Exercise prompt
Render the rows below as a JSON list of strings, one string per line and no blank lines. Begin at the line that has "person wearing black" and stop after the line that has "[[173, 477]]", including both of those lines.

Dataset records
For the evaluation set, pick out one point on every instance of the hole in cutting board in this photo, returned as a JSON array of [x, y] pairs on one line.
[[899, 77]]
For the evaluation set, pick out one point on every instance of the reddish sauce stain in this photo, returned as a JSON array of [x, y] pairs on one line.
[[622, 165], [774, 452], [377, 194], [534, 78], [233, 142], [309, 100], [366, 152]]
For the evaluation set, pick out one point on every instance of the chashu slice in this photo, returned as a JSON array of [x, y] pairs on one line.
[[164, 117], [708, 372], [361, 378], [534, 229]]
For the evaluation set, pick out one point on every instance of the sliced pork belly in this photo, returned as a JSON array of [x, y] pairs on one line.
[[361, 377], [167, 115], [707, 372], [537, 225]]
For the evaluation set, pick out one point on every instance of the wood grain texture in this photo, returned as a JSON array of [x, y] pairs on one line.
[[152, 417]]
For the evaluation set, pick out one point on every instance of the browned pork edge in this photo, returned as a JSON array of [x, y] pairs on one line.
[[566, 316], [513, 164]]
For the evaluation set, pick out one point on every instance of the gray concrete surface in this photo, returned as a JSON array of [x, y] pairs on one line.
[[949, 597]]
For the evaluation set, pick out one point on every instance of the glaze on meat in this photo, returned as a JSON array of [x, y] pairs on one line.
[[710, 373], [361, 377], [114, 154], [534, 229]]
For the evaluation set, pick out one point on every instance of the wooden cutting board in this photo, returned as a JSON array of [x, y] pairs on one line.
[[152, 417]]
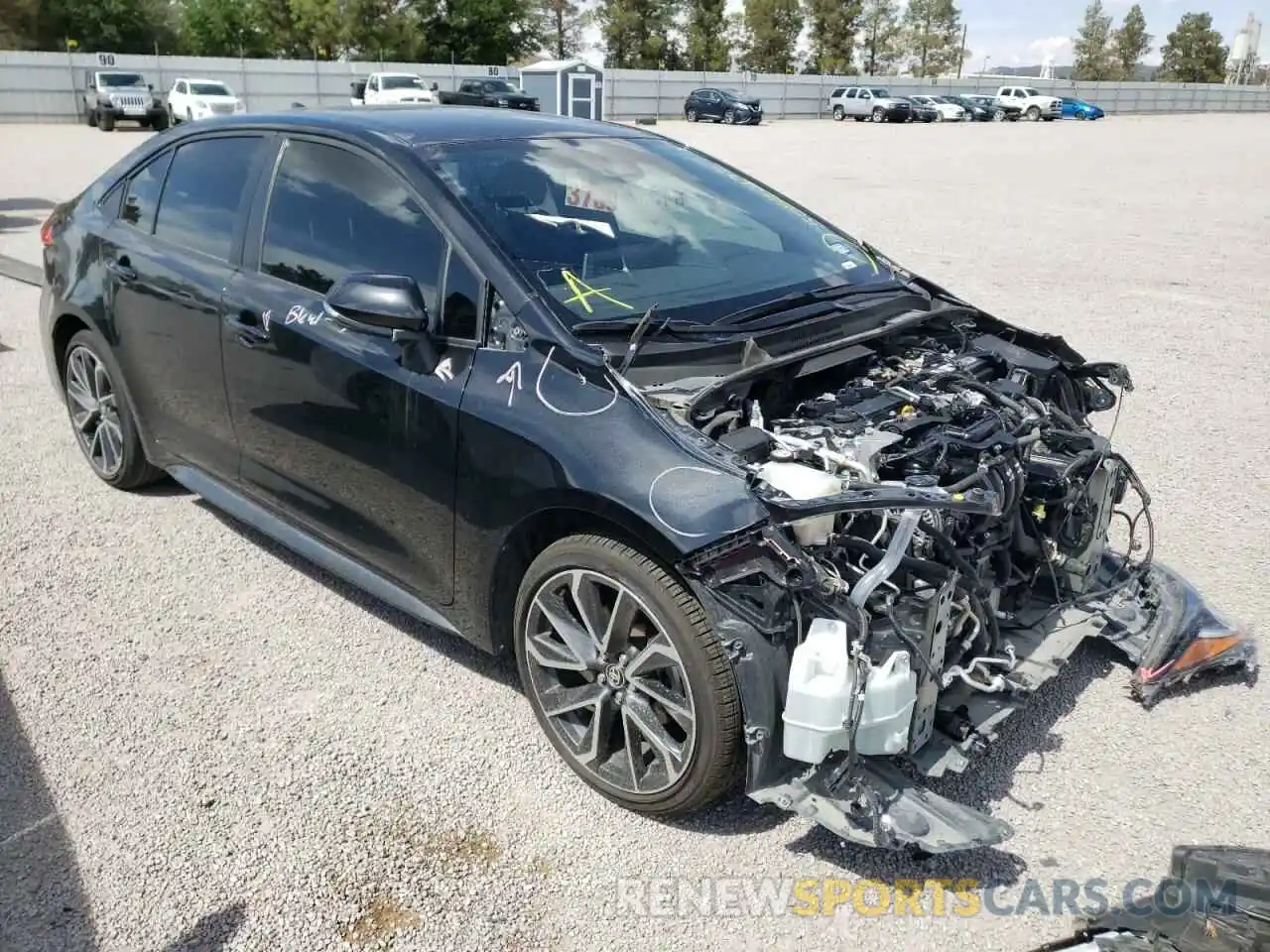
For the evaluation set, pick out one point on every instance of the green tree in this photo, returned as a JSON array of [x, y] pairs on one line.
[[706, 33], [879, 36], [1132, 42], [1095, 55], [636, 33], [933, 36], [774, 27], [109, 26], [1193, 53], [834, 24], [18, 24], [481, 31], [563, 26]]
---
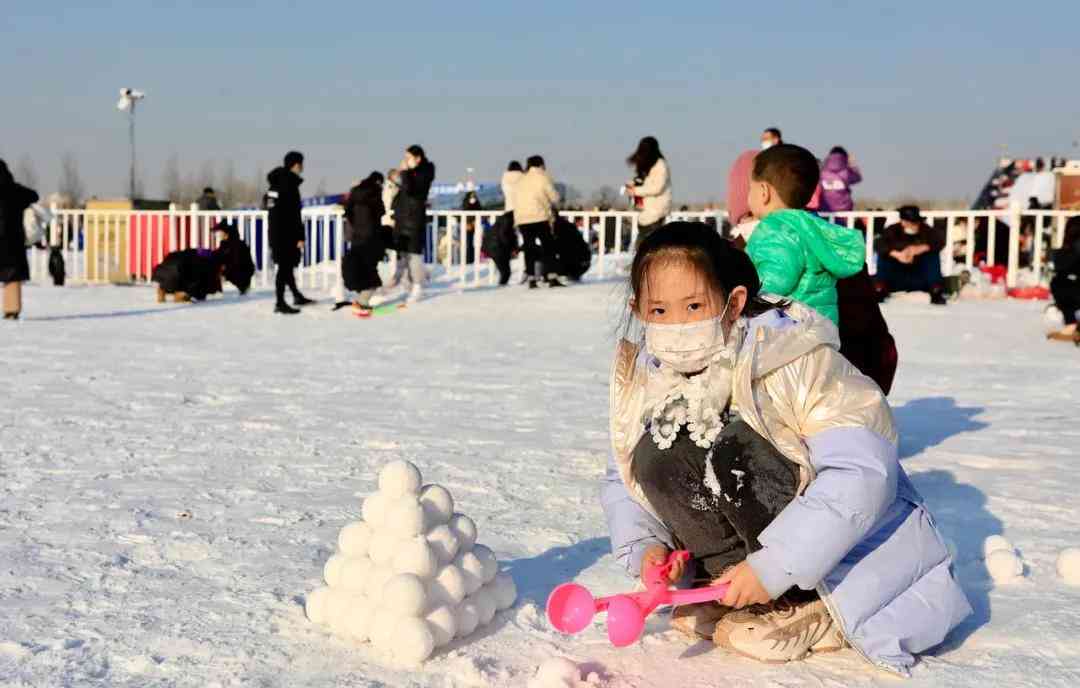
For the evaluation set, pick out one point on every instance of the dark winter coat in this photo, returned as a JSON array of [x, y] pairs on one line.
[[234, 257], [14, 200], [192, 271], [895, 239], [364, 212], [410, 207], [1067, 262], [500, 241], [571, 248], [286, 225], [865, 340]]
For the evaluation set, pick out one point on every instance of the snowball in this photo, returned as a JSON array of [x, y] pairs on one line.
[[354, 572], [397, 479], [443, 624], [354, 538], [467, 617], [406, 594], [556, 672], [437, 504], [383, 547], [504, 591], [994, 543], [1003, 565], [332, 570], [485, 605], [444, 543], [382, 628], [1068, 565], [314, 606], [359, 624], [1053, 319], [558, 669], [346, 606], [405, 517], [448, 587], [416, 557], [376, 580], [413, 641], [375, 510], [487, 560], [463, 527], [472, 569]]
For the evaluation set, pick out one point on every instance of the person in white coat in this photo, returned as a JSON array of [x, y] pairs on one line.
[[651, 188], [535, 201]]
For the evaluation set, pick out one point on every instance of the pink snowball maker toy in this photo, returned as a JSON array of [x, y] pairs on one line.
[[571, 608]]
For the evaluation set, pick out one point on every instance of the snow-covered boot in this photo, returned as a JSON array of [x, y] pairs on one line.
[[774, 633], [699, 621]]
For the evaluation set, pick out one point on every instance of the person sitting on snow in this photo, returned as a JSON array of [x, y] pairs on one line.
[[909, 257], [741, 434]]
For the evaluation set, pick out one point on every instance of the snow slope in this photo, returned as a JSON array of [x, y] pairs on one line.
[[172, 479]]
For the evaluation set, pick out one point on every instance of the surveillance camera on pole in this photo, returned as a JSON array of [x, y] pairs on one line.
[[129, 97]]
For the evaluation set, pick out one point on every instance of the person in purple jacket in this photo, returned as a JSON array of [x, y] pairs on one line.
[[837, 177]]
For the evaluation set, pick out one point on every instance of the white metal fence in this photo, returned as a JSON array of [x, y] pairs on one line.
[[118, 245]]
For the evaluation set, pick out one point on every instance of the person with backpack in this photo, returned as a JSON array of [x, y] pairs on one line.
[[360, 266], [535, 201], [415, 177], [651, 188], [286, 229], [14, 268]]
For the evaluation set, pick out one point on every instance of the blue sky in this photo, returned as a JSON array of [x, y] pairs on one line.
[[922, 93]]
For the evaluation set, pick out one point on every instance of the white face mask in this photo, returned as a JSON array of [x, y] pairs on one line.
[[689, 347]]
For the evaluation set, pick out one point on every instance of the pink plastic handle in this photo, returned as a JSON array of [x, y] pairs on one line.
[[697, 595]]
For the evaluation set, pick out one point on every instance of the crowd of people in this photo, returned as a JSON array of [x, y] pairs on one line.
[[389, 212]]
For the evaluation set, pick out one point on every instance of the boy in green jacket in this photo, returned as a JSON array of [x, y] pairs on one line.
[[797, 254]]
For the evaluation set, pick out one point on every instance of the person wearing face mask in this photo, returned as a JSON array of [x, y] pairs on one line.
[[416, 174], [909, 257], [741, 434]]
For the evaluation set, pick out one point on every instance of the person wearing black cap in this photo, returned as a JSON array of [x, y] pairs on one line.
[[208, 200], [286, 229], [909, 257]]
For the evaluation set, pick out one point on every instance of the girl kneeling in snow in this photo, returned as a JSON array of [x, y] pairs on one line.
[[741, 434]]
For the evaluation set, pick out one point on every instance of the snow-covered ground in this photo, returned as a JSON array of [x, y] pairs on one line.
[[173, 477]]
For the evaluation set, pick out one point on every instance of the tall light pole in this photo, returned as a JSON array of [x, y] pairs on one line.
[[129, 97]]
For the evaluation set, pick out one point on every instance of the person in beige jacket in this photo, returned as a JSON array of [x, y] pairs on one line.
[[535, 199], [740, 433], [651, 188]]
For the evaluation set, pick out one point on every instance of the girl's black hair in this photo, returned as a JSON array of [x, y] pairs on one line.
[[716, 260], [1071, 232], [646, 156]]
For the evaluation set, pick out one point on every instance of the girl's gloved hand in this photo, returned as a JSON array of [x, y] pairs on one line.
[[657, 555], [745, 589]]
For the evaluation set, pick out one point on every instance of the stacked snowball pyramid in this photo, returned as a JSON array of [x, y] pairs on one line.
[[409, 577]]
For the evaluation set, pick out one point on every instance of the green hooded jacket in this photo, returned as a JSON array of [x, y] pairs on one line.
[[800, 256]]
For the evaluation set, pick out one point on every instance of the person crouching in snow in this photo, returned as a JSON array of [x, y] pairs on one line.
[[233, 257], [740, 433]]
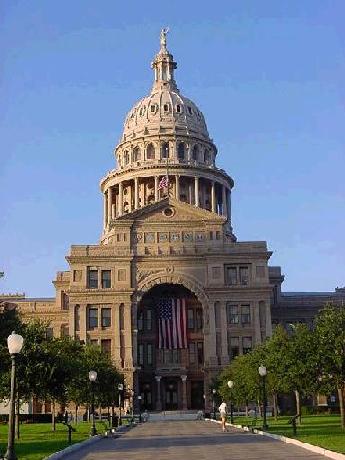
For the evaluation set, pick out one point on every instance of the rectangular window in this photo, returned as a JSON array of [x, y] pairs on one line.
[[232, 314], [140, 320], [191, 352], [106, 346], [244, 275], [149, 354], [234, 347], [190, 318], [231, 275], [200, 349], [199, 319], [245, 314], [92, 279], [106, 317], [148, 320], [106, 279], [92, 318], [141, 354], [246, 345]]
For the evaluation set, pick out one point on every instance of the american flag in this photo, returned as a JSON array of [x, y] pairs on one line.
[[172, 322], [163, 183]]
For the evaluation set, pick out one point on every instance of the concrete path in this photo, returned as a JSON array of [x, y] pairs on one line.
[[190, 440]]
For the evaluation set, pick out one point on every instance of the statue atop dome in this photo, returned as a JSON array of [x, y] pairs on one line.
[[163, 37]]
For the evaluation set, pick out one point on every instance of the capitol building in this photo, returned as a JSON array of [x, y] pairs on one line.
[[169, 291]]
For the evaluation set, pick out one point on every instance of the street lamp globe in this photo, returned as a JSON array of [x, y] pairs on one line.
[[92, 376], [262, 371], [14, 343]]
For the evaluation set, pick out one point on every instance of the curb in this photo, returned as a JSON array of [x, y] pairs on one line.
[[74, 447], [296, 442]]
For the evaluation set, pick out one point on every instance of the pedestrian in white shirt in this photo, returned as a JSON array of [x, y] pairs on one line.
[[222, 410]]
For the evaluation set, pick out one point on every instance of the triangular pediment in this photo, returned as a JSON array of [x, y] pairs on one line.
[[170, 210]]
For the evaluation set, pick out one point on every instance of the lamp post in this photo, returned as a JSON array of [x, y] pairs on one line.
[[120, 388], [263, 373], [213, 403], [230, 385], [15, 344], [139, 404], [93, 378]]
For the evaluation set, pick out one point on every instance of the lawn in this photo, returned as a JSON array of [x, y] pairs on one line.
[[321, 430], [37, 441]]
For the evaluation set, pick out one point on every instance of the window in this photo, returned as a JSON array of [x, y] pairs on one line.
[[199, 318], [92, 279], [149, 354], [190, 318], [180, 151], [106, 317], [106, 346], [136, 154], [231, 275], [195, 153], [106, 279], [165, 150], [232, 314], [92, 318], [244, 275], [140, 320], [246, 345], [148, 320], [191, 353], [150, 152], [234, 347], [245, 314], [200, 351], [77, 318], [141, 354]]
==
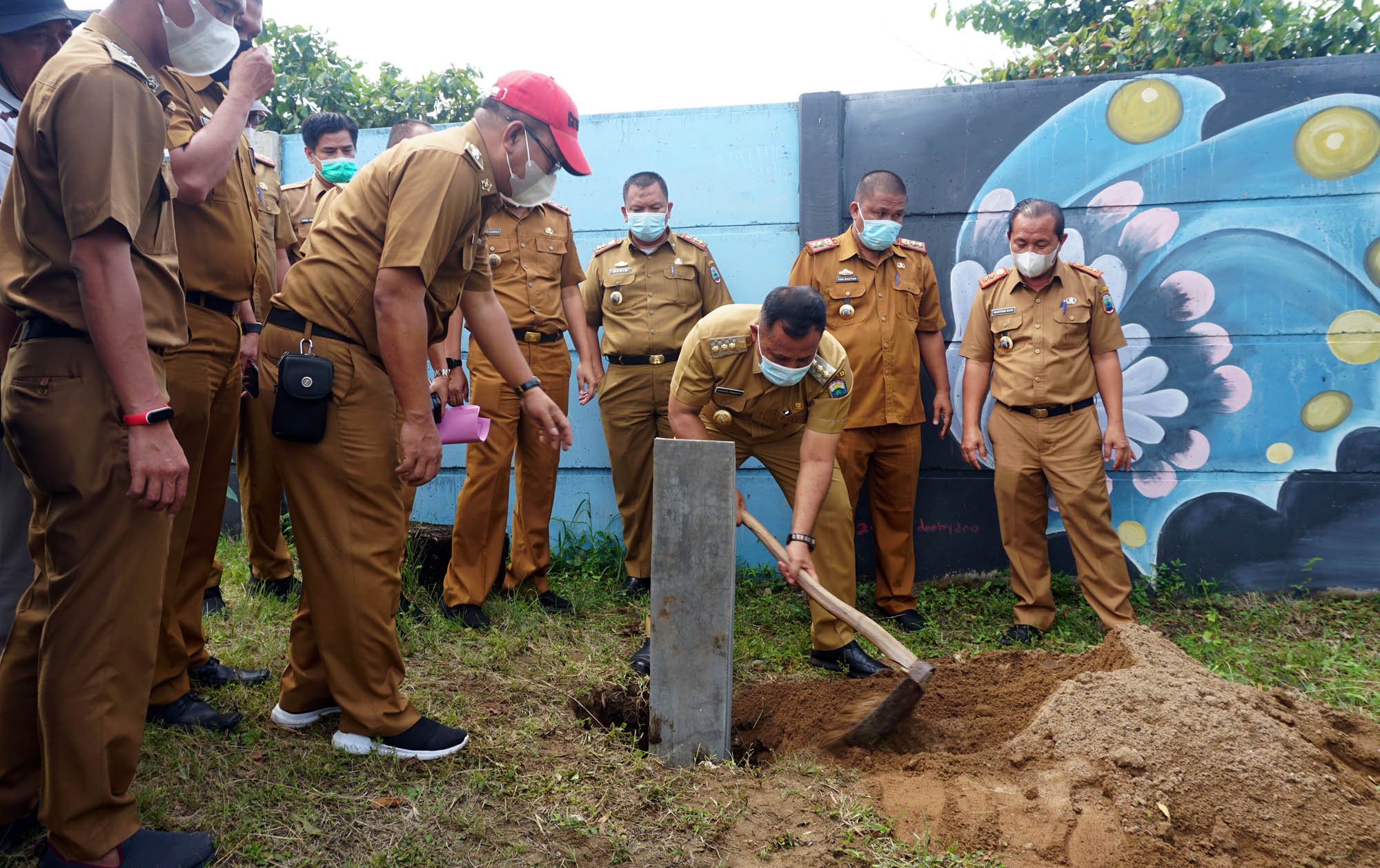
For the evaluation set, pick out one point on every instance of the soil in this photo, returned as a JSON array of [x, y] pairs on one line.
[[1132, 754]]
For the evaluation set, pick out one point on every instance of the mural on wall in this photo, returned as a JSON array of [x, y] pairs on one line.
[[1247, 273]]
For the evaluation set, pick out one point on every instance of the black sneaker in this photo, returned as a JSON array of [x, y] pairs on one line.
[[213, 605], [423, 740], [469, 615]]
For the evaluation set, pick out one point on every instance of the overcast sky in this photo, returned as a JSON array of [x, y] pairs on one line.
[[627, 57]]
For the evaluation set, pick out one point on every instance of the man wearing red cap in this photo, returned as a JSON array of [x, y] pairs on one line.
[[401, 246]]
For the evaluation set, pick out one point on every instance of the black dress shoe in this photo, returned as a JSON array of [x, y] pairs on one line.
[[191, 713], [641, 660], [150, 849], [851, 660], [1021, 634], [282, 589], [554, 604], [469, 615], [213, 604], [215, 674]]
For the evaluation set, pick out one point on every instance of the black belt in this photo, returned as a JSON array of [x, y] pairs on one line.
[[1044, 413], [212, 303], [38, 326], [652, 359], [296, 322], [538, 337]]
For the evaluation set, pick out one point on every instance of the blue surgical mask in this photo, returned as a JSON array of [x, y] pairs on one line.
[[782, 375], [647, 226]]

Written answer
[
  "For the evaluation set, pick out one point on every instance of the person wearing black cap in this photo, returned as a JSON array of [x, y] pairs on one line.",
  "[[208, 200], [286, 229], [909, 257]]",
  "For the evaluation set, pick out one point on every instance of the girl kneeling in snow in this photo, returned as a JSON array of [x, y] pairs on one line.",
  "[[741, 434]]",
  "For the evaluation set, pick out one point on every instance of the snow-covered ground in this photo, returned as a JSON array of [x, y] pairs on one line.",
  "[[173, 477]]"
]